### EXERCISE PROMPT
Pick out each line in the items below that contains the word "black", and copy those lines in full.

### MATERIAL FOR THIS TASK
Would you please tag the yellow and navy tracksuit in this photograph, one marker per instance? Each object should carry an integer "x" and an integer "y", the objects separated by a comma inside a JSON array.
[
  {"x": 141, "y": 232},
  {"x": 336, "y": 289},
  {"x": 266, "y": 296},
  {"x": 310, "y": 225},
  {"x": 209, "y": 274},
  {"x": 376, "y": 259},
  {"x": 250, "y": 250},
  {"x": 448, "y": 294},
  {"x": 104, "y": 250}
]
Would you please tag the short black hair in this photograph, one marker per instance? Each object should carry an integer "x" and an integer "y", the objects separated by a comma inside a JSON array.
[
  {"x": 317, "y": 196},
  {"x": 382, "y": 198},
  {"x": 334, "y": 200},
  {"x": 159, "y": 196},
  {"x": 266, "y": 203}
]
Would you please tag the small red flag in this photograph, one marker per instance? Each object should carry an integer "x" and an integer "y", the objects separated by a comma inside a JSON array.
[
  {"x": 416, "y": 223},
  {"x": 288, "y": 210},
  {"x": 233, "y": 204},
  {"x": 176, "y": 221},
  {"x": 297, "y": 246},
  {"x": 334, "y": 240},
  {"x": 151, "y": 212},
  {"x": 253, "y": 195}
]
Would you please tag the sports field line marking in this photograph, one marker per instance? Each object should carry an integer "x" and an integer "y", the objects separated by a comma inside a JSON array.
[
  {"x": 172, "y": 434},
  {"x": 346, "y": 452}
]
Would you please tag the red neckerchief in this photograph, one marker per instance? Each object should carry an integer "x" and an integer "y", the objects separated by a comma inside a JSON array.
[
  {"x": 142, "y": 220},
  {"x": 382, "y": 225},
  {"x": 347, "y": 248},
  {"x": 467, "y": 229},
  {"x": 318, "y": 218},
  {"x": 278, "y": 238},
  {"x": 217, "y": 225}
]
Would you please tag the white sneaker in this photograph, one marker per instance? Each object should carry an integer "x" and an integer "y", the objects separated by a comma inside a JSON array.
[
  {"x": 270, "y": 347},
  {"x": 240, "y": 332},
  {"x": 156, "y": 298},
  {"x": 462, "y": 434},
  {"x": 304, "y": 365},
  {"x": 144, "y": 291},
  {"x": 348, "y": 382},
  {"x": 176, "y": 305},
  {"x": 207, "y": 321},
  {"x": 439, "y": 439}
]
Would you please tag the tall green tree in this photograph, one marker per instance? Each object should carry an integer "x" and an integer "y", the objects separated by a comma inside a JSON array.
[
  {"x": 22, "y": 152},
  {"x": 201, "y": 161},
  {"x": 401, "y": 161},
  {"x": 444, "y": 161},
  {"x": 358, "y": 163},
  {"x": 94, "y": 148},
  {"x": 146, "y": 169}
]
* * *
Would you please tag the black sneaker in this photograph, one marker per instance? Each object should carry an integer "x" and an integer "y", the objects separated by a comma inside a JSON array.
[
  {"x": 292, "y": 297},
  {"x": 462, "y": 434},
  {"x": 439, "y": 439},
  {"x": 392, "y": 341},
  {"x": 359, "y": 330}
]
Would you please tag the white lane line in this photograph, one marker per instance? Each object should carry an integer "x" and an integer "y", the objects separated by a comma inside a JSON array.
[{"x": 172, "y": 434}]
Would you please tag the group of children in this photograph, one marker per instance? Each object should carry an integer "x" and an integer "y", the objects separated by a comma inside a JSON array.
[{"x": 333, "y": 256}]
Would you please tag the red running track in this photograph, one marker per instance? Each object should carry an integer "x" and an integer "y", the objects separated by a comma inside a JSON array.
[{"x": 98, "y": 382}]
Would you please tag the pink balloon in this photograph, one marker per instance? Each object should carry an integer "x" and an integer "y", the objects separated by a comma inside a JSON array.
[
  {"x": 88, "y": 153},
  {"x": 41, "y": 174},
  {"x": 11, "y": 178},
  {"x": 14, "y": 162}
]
---
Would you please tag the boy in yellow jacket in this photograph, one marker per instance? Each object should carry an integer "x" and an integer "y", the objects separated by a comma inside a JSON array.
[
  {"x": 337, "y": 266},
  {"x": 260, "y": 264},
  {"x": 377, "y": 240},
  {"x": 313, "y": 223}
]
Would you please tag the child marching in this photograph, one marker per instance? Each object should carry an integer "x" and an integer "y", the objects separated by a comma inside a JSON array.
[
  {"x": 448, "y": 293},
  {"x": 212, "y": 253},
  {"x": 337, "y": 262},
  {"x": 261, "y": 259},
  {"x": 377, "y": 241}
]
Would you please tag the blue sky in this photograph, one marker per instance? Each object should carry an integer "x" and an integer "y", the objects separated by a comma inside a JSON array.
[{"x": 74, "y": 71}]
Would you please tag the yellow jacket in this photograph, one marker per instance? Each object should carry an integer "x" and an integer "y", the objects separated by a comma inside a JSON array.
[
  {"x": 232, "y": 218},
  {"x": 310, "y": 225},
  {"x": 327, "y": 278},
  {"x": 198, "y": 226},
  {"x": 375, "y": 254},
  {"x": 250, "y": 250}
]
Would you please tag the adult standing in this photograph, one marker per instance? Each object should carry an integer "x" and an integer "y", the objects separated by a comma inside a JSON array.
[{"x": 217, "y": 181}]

### SOLUTION FOR THIS TASK
Would you please tag the short black hair in this photograph, one marker per instance? Each object should carry an integer "x" and an integer "y", the objects separated by a comma inside a JSON array.
Would you please tag the black sneaker in this photograph, one marker per instance? Each object should carry an integer "x" and an integer "y", the objects separated by a comma inside a JSON array.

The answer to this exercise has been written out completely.